§ **REKORDY**:
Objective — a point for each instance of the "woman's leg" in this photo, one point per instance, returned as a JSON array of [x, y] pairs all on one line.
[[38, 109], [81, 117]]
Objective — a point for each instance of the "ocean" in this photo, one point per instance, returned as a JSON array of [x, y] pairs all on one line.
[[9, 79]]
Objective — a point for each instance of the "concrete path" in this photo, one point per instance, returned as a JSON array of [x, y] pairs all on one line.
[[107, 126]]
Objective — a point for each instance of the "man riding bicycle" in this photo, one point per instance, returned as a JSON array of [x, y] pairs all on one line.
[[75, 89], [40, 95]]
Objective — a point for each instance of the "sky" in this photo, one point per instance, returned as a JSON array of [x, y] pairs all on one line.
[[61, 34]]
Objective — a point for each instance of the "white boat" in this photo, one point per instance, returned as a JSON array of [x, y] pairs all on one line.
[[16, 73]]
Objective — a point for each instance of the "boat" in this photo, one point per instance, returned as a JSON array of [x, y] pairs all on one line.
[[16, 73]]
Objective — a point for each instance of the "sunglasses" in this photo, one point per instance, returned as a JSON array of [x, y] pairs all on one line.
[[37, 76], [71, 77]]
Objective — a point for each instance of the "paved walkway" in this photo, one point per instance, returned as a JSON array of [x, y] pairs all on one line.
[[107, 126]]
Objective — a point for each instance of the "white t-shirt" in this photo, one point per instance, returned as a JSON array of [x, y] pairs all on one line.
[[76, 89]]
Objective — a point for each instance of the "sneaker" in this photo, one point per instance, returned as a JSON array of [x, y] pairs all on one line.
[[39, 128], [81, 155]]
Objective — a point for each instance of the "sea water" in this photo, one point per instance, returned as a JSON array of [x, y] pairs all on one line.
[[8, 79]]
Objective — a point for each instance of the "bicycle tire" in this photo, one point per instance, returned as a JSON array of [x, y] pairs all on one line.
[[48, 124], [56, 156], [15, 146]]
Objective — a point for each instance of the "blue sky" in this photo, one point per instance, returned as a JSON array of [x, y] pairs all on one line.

§ **POLECENIE**:
Proszę wypisać ponownie wszystkie powyższe rekordy w niezmienionej postaci, znak po znaku.

§ **ROZWIĄZANIE**:
Objective — a point for each instance of the "woman's leg" in this photo, one point per instance, returned as a JSON array of [x, y] pairs all on one line.
[[38, 109], [81, 117]]
Objective — a point for each instance of the "ocean" in this photo, one point per instance, returned as a JSON array of [x, y] pairs all on one line.
[[9, 79]]
Objective — a point for each instance of the "concrete path" in this photo, one point per instance, returned as a JSON array of [x, y] pairs all on one line.
[[107, 126]]
Objective — a point for each instance of the "man riding bicycle" in this photo, one point per instance, returned as a JSON array of [x, y] pairs all on one line.
[[75, 89], [40, 95]]
Objective — a point for each instance of the "sky" in this photo, one point per instance, returned as a JSON array of [x, y] pairs all on one line.
[[61, 34]]
Objective — a point for each instance of the "white boat" in this photo, one point per instance, returned as a JSON array of [x, y] pairs all on one line.
[[16, 73]]
Objective — a point for each instance of the "boat" in this photo, one point per instance, returned as a JSON array of [x, y] pairs all on one line.
[[16, 73]]
Objective — a point for each instance of the "sunglasses" in this photo, one point per instance, returned as a JSON array of [x, y] pairs all on one line.
[[37, 76], [71, 77]]
Objective — a point for each instance of the "paved walkway" in this photo, one point per instance, returned as a JSON array of [x, y] pairs all on one line.
[[107, 126]]
Objective — a point for each instance of the "white t-shirt" in this photo, one point per instance, returned as a JSON array of [x, y] pairs all on one line.
[[76, 89]]
Objective — a point for each instance of the "sneaker" in this photo, one point per instance, returned as a JSON array of [x, y] pairs all on one line.
[[39, 128], [81, 155]]
Objective — a point for each instance of the "sea water" in this photo, one point per instance, returned as a JSON array of [x, y] pairs all on one line.
[[8, 79]]
Objective — a point for each instance of the "bicycle tire" in this photo, one point per instance, returned as a JSON array of [x, y] pairs all on one line.
[[48, 124], [56, 156], [15, 146]]
Objective — a point for each instance of the "blue sky" in this photo, one point per instance, returned as a JSON array of [x, y] pairs all on one line.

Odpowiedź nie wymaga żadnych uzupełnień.